Source extract:
○ ○ ○
And while the most recent BLS report showed inflation is slowing year over year—the CPI for all items rose 6.4 percent for the 12 months ending in January—it remains higher than the Federal Reserve's target rate of 2 percent. Meanwhile, wage growth still significantly trails inflation.
Inflation has also caused employees to cut back on many expenses—even needed ones—which is a significant factor in mental health issues, experts said.
The most recent mental health index from Telus Health, released Feb. 23, revealed that 13 percent of U.S. workers said inflation is causing them to cut back on health-related expenses, such as out-of-pocket health care services, gym memberships and eyeglasses. An additional 4 percent have cut back on prescription medicines. Jointly, these cuts represent more than 34 million, or one in six, workers and their family members.
On average, the Telus index found that U.S. employees who reduced their spending on prescription medications due to inflation have a mental health score of 52.8 out of 100—which is 19 points below the national average. Individuals who say inflation caused them to reduce spending on general health-related expenses scored 58.1, nearly 14 points below the national average. Anything under 80 is considered below optimal levels of mental health.
"The current economic environment is leading many employees to feel pressure to prioritize finances over their health and well-being," said Michael Dingle, chief operating officer at Telus Health. "This is an impossible choice, as one is not mutually exclusive from the other. In fact, financial well-being is a fundamental contributor to overall health."
A Call to Action for Employers
In general, employees' mental health remains a significant problem and hasn't improved that much since the start of the pandemic. In addition to inflation and financial pressures, the ongoing pandemic, a series of mass shootings and other stressors have proved to be extremely problematic.
○ ○ ○
Record excerpts:
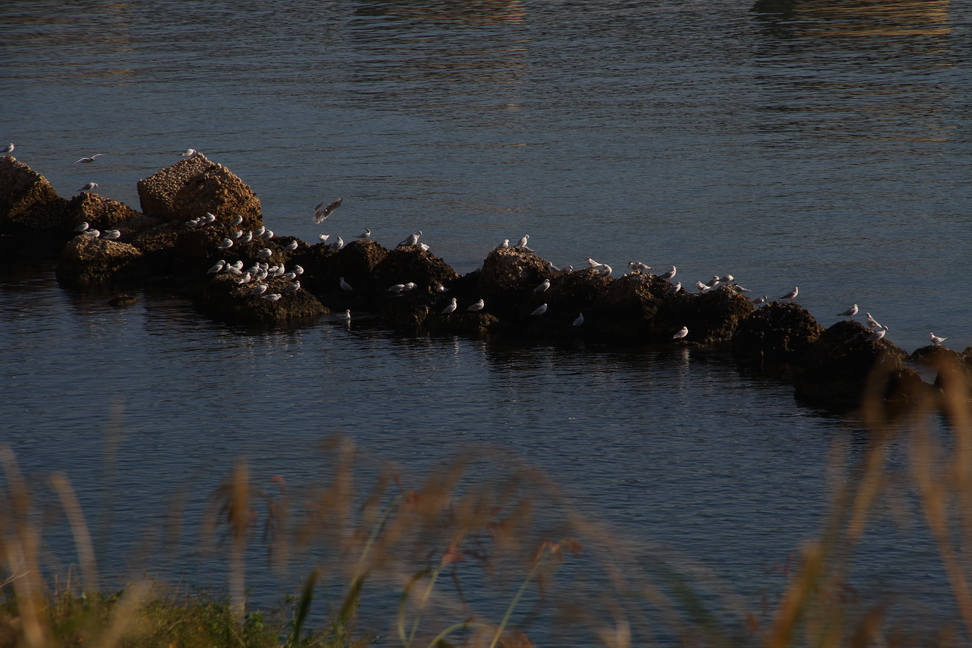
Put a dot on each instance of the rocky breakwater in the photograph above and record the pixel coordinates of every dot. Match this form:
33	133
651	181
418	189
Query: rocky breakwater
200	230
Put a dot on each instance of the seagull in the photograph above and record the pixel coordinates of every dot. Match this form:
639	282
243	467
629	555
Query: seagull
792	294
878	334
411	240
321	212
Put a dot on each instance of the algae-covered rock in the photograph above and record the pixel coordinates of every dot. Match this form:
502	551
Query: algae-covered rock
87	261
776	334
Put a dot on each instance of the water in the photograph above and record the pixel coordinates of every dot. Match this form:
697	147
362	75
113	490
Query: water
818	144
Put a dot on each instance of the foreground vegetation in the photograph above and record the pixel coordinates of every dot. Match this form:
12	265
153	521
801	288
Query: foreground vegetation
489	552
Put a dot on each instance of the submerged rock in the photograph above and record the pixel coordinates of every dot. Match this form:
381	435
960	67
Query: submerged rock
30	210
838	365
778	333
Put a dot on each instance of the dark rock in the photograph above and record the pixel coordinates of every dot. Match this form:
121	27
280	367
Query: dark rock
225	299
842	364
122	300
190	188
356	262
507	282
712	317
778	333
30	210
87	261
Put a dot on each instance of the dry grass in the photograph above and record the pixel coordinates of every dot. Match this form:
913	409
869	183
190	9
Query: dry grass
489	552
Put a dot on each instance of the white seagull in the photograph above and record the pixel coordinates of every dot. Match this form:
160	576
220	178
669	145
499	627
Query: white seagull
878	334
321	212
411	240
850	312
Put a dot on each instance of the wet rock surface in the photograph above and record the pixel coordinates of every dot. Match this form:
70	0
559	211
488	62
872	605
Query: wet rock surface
○ ○ ○
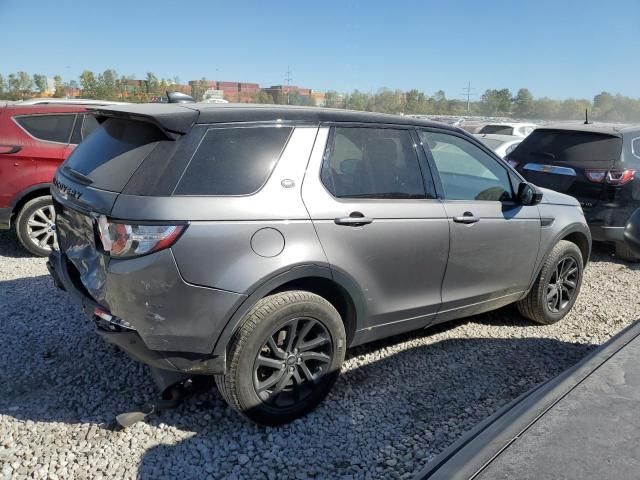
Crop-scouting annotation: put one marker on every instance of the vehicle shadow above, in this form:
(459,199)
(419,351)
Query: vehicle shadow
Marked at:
○ ○ ○
What to produce: Pick up the text on inflation and employee mental health after its final sentence and continue it under its last heading.

Answer below:
"Three years ago, when the pandemic began, the rug was pulled out from under us. We lost a sense of control, and that greatly affects our mental health. Nothing really has turned around since," Allen said. "What you see now is likely not going to change without some significant interventions."
The situation should be a call to action for employers, who should offer a suite of well-being services—including mental, physical and financial wellness services—while training managers on mental health initiatives, being flexible and offering a suite of other financial benefits, Allen said. Empathy, communication and understanding are also important parts of the equation.
"It's time for us to invest much more in mental health, and not just in terms of lip service," Allen said. "It's way past stigma at this point. It's around how we live our lives, how we connect with others, how we utilize counseling—all of those things need to be a fair bit different than they were before. And employer support is vital to this."
Ongoing and frequent communication from employers is also paramount. That strategy was embraced by many employers at the start of the pandemic, but it has gone by the wayside in recent months.
Hoogensen said employers would benefit from effectively communicating about what benefits are offered and how they can be used as the first—and most crucial—step to increase utilization.
"Even businesses with an employee assistance program (EAP) may not realize the well-being resources they can access through its services. Awareness of mental health and well-being resources through an EAP is a top challenge in helping employees access the tools they need," she said. "Remind your staff throughout the year of all the available support—not only during benefits enrollment. Employees will have different ways they prefer to reach out: Some may want to quietly explore their own path through referral to a website or phone number, while others may value more public discussion in the workplace."